**Excerpted passage**
────────────────────

Whether you are a novice diver about to embark on your first diving adventure or a diving veteran looking for a new place to pursue your passion, choosing the right dive centre is certainly the most important part of your next underwater experience.
Scuba diving has become an increasingly popular activity for people from all walks of life. Whether it is a family vacation, a fun trip with friends, a romantic getaway or a solo adventure around the world, most travellers will at some point along the way be encouraged to discover scuba diving. Scuba diving could be a planned part of your itinerary or it could be a new addition due to the persuasive techniques employed by an enthusiastic and friendly diving instructor. Whatever your reasons are for wanting to try scuba diving or perhaps continue your education as a scuba diver, the dive centre you choose will play an important role in the quality of your education, your safety and your overall enjoyment of the experience. There are hundreds of dive centres to choose from depending on your chosen tropical destination.
So how do we choose the right dive centre or better yet how do you choose the best dive centre for you?
Choosing a dive centre is an important process that should not be undertaken lightly. It is easy to forget the importance of this statement when one is under the influence of the light and fluffy throes of holiday bliss. On vacation we are relaxed and laid-back, enjoying the peace and freedom we associate with taking a break from our hectical working lives. It is easy to forget that, whilst diving is a fun activity, it also involves a serious risk of injury or death if conducted improperly. This is not to scare you; it is simply a statement of fact that can be read about in the ‘Liability Release and Assumption of Risk Agreement’ a diver must sign before embarking on any underwater adventures.
So what does all this mean for us as divers?
It means that we owe it to ourselves to choose a dive centre that considers our safety their highest priority.
As a new or inexperienced diver, you may be wondering how you would know if a dive centre considers safety a top priority. There are a few questions you should ask at the initial meeting between you and your potential dive professional. These questions can be asked through email if you have planned your diving holiday or upon initial contact with the dive centre if you have just walked in off the street with a sudden desperate desire to find ‘nemo’. Whether you are a diving veteran or a scuba virgin these questions should be at the fore front of your mind when you are interviewing a new or unfamiliar dive centre.
Yes. You read right. You are interviewing the dive centre; you are asking them questions to make sure the service they provide is the service you are looking for.
You also have the right to walk away if you are unhappy with the answers they provide. Remember though that they are also interviewing you, so be honest about your experience level, your comfort ability in the water and any existing medical conditions you may have. Honesty is a very important part of building a safety focused relationship with your dive centre.
Do you have emergency oxygen and where is it kept?

────────────────────

**The data**
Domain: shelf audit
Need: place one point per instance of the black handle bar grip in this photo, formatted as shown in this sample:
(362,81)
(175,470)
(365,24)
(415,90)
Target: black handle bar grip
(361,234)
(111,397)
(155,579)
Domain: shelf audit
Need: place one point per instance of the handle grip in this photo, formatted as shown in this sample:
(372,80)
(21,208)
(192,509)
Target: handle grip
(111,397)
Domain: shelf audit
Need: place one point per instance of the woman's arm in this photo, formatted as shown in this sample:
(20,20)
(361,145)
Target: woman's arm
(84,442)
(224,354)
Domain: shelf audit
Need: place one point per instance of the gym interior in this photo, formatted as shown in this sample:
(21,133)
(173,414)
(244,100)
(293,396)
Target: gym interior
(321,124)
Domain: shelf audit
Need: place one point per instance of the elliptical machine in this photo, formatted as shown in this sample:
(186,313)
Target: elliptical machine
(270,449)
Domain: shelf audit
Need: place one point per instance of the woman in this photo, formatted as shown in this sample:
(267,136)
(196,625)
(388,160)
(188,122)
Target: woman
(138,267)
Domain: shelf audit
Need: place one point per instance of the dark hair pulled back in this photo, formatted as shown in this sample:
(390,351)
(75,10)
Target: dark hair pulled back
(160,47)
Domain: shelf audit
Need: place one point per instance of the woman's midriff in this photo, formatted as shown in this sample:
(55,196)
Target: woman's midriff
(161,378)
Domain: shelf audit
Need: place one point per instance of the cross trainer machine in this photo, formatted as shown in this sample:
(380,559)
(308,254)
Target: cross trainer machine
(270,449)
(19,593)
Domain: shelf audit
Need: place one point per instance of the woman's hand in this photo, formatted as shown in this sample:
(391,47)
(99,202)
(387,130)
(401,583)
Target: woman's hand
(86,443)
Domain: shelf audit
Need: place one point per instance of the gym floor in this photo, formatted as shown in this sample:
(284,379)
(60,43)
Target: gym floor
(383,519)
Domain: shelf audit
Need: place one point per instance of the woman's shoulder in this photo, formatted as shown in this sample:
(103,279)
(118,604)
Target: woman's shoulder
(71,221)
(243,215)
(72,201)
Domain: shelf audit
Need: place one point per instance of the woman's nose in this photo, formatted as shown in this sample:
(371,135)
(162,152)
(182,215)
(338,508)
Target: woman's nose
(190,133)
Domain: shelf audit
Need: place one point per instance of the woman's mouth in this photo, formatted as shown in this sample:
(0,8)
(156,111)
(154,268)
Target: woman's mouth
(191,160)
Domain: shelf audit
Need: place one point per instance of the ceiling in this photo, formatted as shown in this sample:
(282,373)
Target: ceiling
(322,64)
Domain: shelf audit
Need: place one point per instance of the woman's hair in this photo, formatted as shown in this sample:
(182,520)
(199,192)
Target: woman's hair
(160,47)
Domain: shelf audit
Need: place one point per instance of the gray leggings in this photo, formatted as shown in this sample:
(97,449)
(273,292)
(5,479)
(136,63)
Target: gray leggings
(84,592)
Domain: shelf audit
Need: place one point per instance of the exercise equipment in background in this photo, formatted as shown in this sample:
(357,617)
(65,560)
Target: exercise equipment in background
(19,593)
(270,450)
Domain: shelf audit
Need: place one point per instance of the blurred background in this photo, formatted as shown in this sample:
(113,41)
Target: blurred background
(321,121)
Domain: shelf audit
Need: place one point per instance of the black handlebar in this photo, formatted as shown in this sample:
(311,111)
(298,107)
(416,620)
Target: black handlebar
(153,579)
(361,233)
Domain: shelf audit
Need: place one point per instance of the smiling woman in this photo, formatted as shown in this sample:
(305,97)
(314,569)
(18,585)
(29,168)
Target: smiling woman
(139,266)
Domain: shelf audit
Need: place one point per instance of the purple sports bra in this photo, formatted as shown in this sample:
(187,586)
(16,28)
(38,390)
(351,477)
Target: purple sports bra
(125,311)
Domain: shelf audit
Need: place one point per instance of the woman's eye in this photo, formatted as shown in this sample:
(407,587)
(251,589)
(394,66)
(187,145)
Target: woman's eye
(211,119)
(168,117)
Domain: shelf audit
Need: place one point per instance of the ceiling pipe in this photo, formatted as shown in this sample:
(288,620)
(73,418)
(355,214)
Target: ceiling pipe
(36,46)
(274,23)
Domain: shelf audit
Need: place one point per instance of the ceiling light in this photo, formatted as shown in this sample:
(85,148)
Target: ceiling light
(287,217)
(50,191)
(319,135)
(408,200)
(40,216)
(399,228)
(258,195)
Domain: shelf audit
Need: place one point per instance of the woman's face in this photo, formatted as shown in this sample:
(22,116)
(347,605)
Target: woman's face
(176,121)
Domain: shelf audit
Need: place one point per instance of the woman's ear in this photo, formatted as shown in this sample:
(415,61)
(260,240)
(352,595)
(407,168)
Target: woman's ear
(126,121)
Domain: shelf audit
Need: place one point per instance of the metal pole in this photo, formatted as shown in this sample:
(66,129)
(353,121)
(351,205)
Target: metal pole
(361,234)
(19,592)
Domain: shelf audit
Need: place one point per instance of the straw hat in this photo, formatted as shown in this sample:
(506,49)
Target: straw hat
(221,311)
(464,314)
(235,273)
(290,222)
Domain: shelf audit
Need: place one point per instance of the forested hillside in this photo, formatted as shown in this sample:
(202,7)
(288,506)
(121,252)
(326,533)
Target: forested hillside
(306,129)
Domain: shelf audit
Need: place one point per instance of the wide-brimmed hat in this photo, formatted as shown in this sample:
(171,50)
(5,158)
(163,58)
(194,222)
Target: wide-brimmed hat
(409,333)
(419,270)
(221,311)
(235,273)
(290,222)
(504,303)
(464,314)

────────────────────

**What you need to do**
1. According to the dive centre guide, what document states that diving carries a serious risk of injury or death if done improperly?
2. Using the dive centre guide, explain why a diver should be honest about experience level, comfort in the water and medical conditions when meeting a dive centre.
3. Continue the dive centre guide from its last line, in the same plain, direct voice.

**Task results**
1. The ‘Liability Release and Assumption of Risk Agreement’ that a diver must sign before any underwater adventure.

2. The dive centre is also interviewing the diver. Honesty is a very important part of building a safety-focused relationship with the dive centre.

3.
If a dive centre does not have the appropriate emergency first aid supplies you should not under any circumstances dive with them. From treating a minor scratch to providing emergency oxygen, a professional and reputable dive centre should be able to provide basic medical care in an emergency as well as facilitate transport to the nearest appropriate medical treatment facility. Would you put your life in the hands of people who do not have an effective emergency action plan?
What is your instructor to student ratio?
Like any business a dive centre aims to make a profit, but at what cost? Even the most experienced instructor will tell you that, in scuba diving, eight students in a class can be more than a handful. As instructors we aim to give our students the best possible training, the more students we have in a class the more divided our attention will be. As a diver in training, you will want to have some one on one time with your instructor whether it will be needed in the classroom, in the swimming pool or in the open water, it is an important part of the learning process. In a large group individual attention may be difficult to provide and furthermore the instructor may not have the necessary time to fine tune a student’s skills. A dive centre that offers a lower instructor to student ratio is not only thinking about safety but also the quality of your education.
What is the cost of the course?
It is difficult not to consider the cost of diving when choosing a dive centre, undoubtedly diving is an expensive activity. Perhaps it is better to ask yourself how much your life is worth to you. It is worth it to pay the extra fifty dollars or any such amount to ensure that your diving education is of the highest quality, that your dive centre follows the highest standards of safe diving practices and that your diving experience is easy, stress free and incredibly enjoyable.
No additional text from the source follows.